Reproduce all the entries beneath this sentence exactly.

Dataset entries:
---*---
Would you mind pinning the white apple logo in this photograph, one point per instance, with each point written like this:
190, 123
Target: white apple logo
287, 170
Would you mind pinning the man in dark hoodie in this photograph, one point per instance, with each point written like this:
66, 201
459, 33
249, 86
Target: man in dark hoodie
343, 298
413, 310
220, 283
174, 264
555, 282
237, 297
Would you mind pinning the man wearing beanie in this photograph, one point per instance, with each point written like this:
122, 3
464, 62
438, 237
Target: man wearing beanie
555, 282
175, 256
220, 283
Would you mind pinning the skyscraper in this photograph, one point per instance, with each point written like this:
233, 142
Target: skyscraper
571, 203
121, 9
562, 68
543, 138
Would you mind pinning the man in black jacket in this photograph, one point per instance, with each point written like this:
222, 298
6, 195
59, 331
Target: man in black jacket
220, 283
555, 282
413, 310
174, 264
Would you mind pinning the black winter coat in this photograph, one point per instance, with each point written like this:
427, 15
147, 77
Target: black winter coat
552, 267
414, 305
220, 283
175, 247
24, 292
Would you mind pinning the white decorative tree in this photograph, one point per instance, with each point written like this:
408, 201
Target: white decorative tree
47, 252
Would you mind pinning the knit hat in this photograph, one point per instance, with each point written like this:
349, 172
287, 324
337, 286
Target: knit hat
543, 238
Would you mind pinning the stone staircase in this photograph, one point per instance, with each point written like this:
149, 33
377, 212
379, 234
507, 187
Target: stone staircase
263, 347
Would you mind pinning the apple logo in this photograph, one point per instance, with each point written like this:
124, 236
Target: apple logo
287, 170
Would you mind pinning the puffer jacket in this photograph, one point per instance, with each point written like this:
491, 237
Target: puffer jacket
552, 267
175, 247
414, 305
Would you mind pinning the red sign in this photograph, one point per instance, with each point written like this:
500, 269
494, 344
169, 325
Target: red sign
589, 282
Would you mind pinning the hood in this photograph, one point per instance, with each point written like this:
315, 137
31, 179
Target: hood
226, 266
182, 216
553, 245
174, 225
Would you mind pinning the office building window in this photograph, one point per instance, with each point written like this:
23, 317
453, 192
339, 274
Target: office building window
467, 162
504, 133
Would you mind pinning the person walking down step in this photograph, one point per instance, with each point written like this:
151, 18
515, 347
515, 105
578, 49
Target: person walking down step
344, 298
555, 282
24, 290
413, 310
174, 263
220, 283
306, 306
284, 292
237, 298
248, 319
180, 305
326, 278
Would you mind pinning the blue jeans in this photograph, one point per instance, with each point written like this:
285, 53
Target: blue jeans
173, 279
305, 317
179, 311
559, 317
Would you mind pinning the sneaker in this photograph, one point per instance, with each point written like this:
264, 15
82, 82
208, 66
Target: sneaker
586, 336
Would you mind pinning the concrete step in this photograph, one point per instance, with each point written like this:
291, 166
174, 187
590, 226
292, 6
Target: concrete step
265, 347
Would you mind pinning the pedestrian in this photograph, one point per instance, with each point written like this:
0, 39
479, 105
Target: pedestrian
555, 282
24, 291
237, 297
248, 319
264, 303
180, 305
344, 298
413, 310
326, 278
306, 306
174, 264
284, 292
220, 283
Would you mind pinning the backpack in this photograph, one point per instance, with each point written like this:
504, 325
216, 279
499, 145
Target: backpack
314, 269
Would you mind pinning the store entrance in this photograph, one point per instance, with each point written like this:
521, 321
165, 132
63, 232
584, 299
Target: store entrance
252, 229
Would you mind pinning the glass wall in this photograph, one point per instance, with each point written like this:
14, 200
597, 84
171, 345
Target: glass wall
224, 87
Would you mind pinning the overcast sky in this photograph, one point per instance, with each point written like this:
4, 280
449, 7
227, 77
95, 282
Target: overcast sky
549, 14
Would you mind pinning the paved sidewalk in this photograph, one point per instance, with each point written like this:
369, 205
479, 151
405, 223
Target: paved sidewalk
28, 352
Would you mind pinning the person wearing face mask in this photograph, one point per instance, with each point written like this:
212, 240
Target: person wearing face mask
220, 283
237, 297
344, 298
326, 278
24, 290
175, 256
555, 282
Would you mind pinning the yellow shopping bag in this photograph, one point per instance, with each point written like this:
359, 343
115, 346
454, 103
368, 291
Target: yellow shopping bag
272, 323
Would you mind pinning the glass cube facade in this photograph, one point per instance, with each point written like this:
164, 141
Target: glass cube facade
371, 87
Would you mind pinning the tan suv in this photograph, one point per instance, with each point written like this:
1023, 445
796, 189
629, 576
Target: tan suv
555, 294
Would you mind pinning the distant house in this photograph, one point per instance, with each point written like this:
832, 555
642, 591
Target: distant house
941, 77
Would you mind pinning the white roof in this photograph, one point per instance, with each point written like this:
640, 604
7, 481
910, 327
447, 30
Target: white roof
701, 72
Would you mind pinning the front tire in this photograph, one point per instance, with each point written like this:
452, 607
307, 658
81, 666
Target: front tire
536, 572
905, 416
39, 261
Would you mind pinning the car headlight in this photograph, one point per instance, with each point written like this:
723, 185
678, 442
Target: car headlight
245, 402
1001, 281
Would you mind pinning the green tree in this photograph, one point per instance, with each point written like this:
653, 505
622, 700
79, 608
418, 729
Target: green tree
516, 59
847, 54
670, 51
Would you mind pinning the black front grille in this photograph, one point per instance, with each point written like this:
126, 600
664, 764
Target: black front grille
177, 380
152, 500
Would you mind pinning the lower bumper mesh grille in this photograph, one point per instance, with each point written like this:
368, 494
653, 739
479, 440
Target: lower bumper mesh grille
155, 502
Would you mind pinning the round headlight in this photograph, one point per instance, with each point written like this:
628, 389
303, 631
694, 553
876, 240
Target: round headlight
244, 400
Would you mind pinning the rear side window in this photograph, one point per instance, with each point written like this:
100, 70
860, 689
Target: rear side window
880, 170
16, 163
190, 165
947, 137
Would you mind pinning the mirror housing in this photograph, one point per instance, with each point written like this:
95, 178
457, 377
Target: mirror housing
---*---
ANSWER SPACE:
Would you mind pinning the white apple logo in this photograph, one point per instance, with each point written like this:
190, 123
Target: white apple logo
287, 170
Would you mind pinning the man in dark hoodie in this photograph, one point per instance, with each point written like this:
66, 201
459, 33
249, 86
Target: man in dark hoodie
343, 298
413, 310
220, 283
174, 264
555, 282
237, 297
Would you mind pinning the man wearing beanie in this photograph, one point per instance, with each point written like this:
122, 3
464, 62
438, 237
Target: man wearing beanie
555, 282
175, 256
220, 283
Would you mind pinning the skyscraper in this photograph, one point per instance, with each point written like this:
233, 142
Target: skyscraper
571, 203
121, 9
562, 68
543, 138
Would you mind pinning the man in black jacket in this photograph, one point per instance, with each point written like this:
222, 298
6, 195
59, 331
Target: man in black jacket
220, 283
555, 282
413, 310
174, 264
Would you mind pinning the black winter coat in this photograph, one point per instance, with each point written like this:
427, 15
147, 77
Target: black winter coat
552, 267
414, 305
220, 283
175, 247
24, 292
Would you mind pinning the white decorative tree in this photograph, one point per instance, with each point written like this:
408, 201
Target: white decorative tree
47, 252
Would you mind pinning the knit hat in this photograph, one point per instance, with each point written like this:
349, 172
287, 324
337, 286
Target: knit hat
543, 238
Would you mind pinning the stone staircase in this photograph, one point per instance, with each point written like this:
149, 33
377, 212
379, 234
507, 187
Target: stone staircase
263, 347
Would you mind pinning the apple logo in this photograph, one point per instance, with each point written like this:
124, 236
Target: apple logo
287, 170
Would you mind pinning the puffer jacket in this photograph, one point per instance, with each point written like this:
491, 237
Target: puffer jacket
552, 267
175, 247
414, 305
Would you mind pinning the red sign in this photograph, one point per instance, with each point written like this:
500, 269
494, 344
169, 325
Target: red sign
589, 282
Would you mind pinning the hood in this photograph, one point per instance, with each point written like this:
315, 137
31, 179
Target: hood
226, 266
182, 216
553, 245
174, 225
Would you mind pinning the office building window in this photograph, one point per instance, with each point written like this:
23, 317
453, 192
339, 274
Target: office building window
467, 162
504, 133
Would you mind pinning the person walking down step in this photograph, one point per instance, with each point written like this:
151, 18
515, 347
515, 105
578, 49
Target: person walking down step
344, 298
555, 282
24, 290
413, 310
174, 263
220, 283
306, 306
284, 292
237, 298
248, 319
180, 305
326, 278
Would you mind pinning the blue jeans in this photograph, one point per instance, with each point written like this:
285, 53
Target: blue jeans
173, 279
305, 317
179, 311
559, 317
Would you mind pinning the sneaker in this photograph, one point per instance, with each point written like this:
264, 15
82, 82
208, 66
Target: sneaker
586, 336
Would you mind pinning the concrete step in this photograph, one point per instance, with each point written like this:
291, 166
174, 187
590, 226
292, 6
Target: concrete step
265, 347
Would you mind pinning the pedestrian in this photograph, one point per instance, with each point written like this:
0, 39
479, 105
Target: pedestrian
555, 282
24, 291
237, 297
248, 319
264, 303
180, 305
344, 298
413, 310
326, 278
306, 306
174, 264
284, 292
220, 283
Would you mind pinning the backpack in this photograph, one point per instance, with each point written like this:
504, 325
216, 279
499, 145
Target: backpack
314, 269
Would you mind pinning the store entrance in this photograph, one point per instance, with each point written like this:
521, 321
165, 132
63, 232
584, 299
Target: store entrance
252, 229
Would you mind pinning the glass wall in this photograph, one point per instance, with each point written like this:
14, 200
597, 84
171, 345
Target: glass wall
224, 87
Would you mind pinning the overcast sky in this photograph, one point per instance, with each point written like this:
4, 280
449, 7
227, 77
95, 282
Target: overcast sky
549, 14
Would you mind pinning the paved sidewalk in this photograph, one point per instance, with each point written like this:
369, 205
479, 151
405, 223
Target: paved sidewalk
28, 352
Would you mind pinning the person wearing face mask in this photograph, one point per instance, with each point written like this:
212, 240
Target: person wearing face mask
220, 283
237, 297
344, 298
326, 278
24, 290
175, 256
555, 282
Would you mind pinning the yellow shopping bag in this photograph, one point per instance, with each point written like this:
359, 343
115, 346
454, 103
368, 291
Target: yellow shopping bag
272, 323
Would you mind pinning the glass cube facade in this photograph, one point per instance, with each point written like this:
164, 141
Target: glass cube facade
371, 87
Would you mind pinning the tan suv in this photograph, one point per instance, with each point written like this:
1023, 445
796, 189
629, 576
Target: tan suv
555, 294
Would you mind pinning the distant house in this photograph, one point per instance, with each point written like this:
832, 555
642, 591
Target: distant house
941, 77
Would you mind pinning the white roof in this photograph, one point per instance, with each point written like this:
640, 604
7, 481
910, 327
447, 30
Target: white roof
701, 72
Would you mind pinning the front tire in this photograph, one point per instance, with each point written like this:
452, 607
307, 658
81, 666
Target: front tire
536, 572
905, 416
39, 261
Would you mind pinning the car headlight in this photograph, one point per instance, with each point written like this:
723, 185
678, 442
Target: car headlight
245, 402
1001, 281
Would you mind pinning the green tree in this photograph, one point per instance, with each point written like this:
653, 505
622, 700
79, 608
418, 729
Target: green tree
516, 59
847, 54
670, 51
Would you mind pinning the black front grille in this photograph, one point per instance, with each point written like this:
126, 600
664, 764
Target: black front grille
177, 380
152, 500
Would you mind pinning the lower bumper mesh grille in this photograph, one point per instance, with each point written like this:
368, 494
653, 739
479, 440
Target: lower bumper mesh grille
155, 502
Would you mind pinning the round headlight in this photograph, one point per instance, with each point written like this:
628, 389
303, 631
694, 553
876, 240
Target: round headlight
244, 400
Would you mind pinning the rear side window in this photograph, one point per instance, with each point written like this:
100, 70
860, 689
Target: rear side window
880, 170
16, 163
190, 165
947, 137
Would you mind pinning the mirror housing in this photograph, one point per instance, with each point written like this:
95, 178
457, 377
Target: mirror housing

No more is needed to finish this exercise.